TO DO:
Repeat verbatim the lines below, starting at the line with "In this satellite tile, mark every nostril" and going up to and including the line with "In this satellite tile, mark every wolf face".

EXERCISE INPUT:
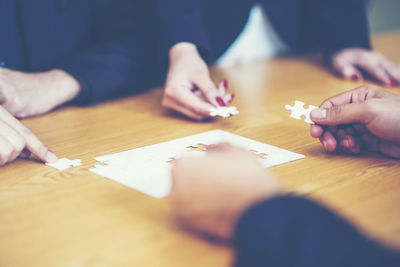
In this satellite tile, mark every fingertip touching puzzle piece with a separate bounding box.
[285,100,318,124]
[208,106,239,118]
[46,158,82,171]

...

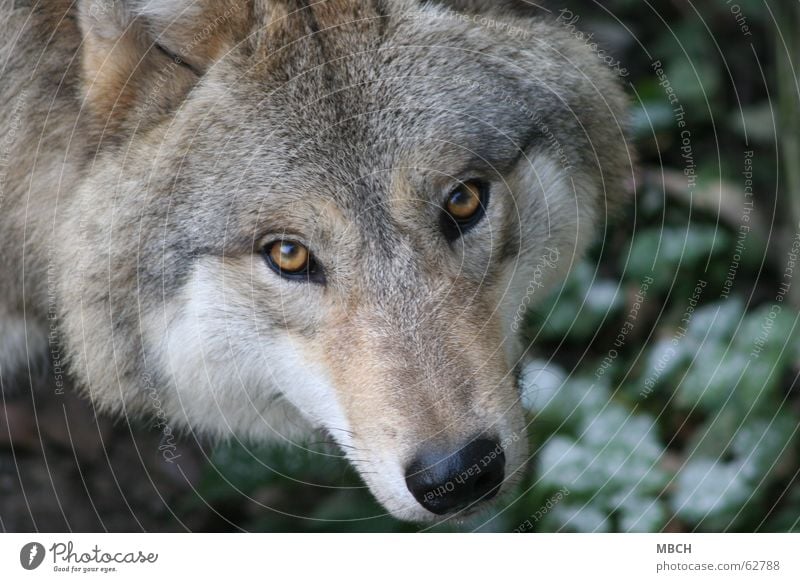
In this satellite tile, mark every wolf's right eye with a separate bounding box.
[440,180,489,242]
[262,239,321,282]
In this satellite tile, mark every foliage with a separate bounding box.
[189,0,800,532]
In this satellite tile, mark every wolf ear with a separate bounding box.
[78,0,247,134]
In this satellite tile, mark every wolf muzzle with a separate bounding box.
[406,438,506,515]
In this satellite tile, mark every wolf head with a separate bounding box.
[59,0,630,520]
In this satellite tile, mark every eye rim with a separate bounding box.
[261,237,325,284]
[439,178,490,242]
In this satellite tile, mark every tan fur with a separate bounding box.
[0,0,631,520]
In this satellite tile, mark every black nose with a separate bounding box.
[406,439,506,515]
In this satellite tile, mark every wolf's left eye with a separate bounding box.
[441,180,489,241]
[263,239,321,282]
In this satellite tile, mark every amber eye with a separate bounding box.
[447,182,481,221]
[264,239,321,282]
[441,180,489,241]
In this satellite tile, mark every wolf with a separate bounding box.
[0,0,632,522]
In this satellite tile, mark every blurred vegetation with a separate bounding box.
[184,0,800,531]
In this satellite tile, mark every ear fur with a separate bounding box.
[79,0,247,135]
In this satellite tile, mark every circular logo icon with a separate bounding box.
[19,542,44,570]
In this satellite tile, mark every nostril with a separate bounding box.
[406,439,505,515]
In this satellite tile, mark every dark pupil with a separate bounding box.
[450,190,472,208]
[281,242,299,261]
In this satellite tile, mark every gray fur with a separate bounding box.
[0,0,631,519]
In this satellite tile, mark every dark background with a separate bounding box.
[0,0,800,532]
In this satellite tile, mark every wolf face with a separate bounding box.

FULL ANSWER:
In this satellite tile, mark every nostril with a separate bounding box.
[406,439,505,515]
In this satellite tile, mark every dark pupil with a separate bounding box.
[450,190,472,208]
[281,242,299,261]
In this satellite tile, mark every gray fur with a separate bounding box.
[0,0,631,519]
In this satellite tile, mark every dark background with a separate bounding box.
[0,0,800,532]
In this satellite tile, mark every wolf face with a separate bounding box.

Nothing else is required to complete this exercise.